[BEGIN Supplied material]

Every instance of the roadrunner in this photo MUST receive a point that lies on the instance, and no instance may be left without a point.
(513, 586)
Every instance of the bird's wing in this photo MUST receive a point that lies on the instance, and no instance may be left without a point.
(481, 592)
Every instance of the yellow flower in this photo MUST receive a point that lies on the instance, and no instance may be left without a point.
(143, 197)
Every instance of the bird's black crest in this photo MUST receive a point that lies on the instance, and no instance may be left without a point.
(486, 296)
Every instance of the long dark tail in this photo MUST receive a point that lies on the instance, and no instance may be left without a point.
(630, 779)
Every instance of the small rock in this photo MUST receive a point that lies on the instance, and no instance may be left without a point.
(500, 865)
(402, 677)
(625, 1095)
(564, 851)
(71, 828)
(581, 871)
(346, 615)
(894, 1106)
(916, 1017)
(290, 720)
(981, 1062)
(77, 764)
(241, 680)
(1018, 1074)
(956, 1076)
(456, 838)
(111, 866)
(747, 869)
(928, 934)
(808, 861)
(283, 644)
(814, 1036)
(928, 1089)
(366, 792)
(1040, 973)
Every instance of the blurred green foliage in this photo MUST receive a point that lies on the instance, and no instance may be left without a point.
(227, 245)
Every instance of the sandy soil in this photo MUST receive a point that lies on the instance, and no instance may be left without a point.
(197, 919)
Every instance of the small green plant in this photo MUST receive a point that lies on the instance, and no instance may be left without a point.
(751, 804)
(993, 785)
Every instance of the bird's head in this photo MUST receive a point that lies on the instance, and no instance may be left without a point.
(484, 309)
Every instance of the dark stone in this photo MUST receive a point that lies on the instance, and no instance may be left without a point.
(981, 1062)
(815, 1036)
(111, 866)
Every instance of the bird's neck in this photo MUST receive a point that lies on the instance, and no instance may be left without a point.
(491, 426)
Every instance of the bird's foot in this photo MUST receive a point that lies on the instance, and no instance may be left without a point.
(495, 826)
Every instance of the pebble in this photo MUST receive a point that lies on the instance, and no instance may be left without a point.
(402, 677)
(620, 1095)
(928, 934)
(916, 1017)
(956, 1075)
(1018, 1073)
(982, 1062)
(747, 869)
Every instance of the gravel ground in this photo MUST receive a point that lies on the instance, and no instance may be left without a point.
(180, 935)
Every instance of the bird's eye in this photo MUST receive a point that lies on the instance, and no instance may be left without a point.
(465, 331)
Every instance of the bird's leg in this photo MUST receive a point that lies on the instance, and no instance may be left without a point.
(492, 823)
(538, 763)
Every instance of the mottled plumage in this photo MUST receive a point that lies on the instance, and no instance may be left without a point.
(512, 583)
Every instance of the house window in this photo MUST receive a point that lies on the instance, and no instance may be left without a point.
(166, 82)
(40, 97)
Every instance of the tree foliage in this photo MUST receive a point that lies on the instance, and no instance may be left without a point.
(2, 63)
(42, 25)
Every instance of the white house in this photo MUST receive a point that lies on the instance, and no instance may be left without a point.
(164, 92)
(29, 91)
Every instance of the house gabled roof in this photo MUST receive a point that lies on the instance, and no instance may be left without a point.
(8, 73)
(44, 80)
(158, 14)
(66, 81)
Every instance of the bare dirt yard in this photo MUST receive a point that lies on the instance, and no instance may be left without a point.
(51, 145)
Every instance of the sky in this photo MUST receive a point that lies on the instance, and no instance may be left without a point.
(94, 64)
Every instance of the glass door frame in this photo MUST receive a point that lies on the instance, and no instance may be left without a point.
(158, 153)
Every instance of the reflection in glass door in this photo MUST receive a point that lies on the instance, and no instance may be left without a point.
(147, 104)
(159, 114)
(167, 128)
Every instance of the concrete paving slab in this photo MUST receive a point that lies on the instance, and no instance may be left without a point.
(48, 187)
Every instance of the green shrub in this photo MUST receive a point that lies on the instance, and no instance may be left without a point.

[END Supplied material]

=== Task directions ===
All lines from the line containing "Every instance of the house gabled" through the end of the listing above are to be duplicated exactly; include both ends and nothing further.

=== Exercise solution ===
Every instance of the house gabled roof in this photo MUST receive a point that lies on the instance, and no instance may be left without a point.
(8, 73)
(44, 80)
(158, 14)
(66, 81)
Every instance of the bare dirt yard in this photo MUST receive a point that lies on the instance, and no instance may be left without a point.
(51, 145)
Every instance of the sky in this photo MUST receive a point that lies on the instance, and no instance may be left without a point.
(94, 64)
Every instance of the glass door frame in this photo MUST receive a point that lies on the instance, and no instance may be left without a point.
(158, 153)
Every instance of the reflection in glass door in this photo MUST receive a point that lies on the instance, and no instance may be left without a point.
(147, 104)
(159, 114)
(167, 128)
Every instance of the concrete paving slab in this photo MUST receive a point that lies on the instance, and no instance may be left without a point.
(48, 187)
Every instance of the green shrub in this photo MUST receive a point that lies on the instance, and no instance may be left without a point.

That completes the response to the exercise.